Stated problem:
Copy, character for character, only the lines of the records below from the line containing "Segment blonde flying" through the final line of the records.

Recorded information:
▶

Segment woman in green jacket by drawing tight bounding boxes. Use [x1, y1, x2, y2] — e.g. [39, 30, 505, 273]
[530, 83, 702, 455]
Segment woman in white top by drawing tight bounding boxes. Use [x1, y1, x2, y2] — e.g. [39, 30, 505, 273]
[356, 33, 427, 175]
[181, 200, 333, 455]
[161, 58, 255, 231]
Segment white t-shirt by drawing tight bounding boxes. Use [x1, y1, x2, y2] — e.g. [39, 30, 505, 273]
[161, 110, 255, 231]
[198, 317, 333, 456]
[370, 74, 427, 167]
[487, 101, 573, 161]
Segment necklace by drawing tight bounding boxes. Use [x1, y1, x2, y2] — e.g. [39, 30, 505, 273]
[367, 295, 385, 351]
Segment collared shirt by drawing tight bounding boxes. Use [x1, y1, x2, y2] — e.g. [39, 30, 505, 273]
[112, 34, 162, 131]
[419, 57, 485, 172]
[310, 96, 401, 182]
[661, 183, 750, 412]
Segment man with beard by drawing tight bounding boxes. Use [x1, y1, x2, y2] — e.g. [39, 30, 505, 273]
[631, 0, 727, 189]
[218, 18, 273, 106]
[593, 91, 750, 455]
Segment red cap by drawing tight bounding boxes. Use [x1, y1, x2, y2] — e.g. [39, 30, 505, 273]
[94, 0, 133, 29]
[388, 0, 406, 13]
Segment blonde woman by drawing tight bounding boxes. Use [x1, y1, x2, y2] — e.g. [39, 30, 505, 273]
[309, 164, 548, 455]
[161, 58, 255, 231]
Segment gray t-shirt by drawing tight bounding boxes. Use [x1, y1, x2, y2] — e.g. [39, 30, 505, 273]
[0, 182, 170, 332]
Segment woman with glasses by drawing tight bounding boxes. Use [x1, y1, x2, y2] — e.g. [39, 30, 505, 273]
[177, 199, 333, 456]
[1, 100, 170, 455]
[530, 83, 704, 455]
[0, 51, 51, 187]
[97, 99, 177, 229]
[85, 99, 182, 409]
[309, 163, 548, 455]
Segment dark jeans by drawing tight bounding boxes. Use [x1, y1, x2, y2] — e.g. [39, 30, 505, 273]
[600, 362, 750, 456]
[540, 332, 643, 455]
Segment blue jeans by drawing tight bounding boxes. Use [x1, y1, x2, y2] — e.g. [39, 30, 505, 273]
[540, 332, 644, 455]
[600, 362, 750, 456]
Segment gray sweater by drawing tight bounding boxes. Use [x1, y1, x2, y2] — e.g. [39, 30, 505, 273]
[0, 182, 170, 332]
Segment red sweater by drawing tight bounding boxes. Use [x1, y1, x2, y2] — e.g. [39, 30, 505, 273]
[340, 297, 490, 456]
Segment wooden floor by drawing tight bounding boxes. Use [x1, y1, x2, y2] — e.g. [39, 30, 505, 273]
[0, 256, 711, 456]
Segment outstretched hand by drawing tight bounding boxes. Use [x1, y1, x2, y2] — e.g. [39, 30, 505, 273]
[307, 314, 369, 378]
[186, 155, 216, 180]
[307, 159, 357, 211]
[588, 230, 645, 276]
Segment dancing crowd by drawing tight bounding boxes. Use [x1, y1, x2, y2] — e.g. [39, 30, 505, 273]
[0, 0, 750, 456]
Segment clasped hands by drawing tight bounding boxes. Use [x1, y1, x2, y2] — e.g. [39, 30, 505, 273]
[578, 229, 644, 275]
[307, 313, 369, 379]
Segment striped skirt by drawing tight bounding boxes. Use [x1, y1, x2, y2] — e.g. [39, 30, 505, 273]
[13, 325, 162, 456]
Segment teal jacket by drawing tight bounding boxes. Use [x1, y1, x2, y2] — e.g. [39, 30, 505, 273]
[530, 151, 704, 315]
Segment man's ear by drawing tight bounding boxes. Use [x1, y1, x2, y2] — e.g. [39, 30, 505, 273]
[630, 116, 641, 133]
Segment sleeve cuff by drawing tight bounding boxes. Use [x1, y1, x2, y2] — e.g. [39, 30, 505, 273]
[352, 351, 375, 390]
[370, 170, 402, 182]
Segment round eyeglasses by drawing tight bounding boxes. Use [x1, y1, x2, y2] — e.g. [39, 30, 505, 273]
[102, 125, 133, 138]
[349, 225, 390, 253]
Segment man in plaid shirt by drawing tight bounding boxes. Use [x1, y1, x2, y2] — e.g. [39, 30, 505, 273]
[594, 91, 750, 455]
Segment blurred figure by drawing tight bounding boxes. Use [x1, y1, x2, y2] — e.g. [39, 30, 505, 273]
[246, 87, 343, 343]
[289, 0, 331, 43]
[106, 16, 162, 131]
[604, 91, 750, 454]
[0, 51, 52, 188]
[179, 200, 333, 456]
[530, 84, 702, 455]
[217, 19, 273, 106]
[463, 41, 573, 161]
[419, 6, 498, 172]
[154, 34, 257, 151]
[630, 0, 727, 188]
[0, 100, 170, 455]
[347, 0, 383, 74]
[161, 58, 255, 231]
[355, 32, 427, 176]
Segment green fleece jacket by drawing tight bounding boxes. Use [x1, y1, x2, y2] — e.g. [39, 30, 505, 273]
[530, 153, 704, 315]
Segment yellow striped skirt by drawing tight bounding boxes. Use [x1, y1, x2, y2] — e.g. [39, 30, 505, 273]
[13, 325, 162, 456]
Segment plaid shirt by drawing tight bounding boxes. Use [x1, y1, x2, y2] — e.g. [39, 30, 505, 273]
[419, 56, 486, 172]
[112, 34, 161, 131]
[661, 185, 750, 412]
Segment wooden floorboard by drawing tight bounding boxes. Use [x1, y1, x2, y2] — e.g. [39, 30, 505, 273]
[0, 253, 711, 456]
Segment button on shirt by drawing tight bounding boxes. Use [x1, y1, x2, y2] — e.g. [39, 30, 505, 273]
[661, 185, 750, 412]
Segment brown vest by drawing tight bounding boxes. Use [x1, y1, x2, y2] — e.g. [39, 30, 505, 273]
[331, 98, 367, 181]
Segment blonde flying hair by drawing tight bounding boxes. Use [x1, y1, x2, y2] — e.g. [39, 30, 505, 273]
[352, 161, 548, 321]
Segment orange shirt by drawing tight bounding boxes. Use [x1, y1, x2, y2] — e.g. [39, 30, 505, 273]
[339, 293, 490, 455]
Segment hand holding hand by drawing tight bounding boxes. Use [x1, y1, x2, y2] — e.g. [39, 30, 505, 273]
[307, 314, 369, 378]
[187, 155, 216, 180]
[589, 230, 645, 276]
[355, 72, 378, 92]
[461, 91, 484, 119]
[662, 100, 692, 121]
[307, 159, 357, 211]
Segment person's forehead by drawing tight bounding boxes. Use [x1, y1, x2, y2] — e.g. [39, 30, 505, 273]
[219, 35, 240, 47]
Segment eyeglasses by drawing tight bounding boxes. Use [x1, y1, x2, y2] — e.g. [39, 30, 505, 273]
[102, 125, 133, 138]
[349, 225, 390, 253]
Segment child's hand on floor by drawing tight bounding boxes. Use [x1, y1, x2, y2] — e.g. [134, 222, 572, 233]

◀

Final answer:
Segment blonde flying hair by drawing tight bounding boxes. Use [x1, y1, x2, y2] — e.g. [39, 30, 505, 273]
[352, 161, 548, 321]
Segment orange shirt by drawing tight bounding boxes. Use [x1, y1, x2, y2] — e.g. [39, 30, 505, 273]
[339, 293, 490, 455]
Segment hand holding hand by drawing tight bounding boxes. Use [x1, y1, x2, y2] — e.g. [39, 30, 505, 273]
[307, 314, 369, 378]
[187, 155, 216, 180]
[589, 230, 645, 276]
[355, 72, 378, 92]
[461, 91, 484, 119]
[662, 100, 692, 121]
[307, 159, 357, 211]
Segment person's forehead by drawing tight bounding boxes. Use [x1, y1, x2, y2] — e.g. [39, 30, 505, 273]
[219, 35, 240, 47]
Segment eyeglasses by drawing tight bounding boxes. Use [x1, y1, x2, y2] — e.g. [39, 30, 505, 273]
[102, 125, 133, 138]
[349, 225, 390, 253]
Segment child's hand on floor by drawing tight bounding boxes. Use [x1, y1, x2, y2] — e.g. [134, 222, 572, 233]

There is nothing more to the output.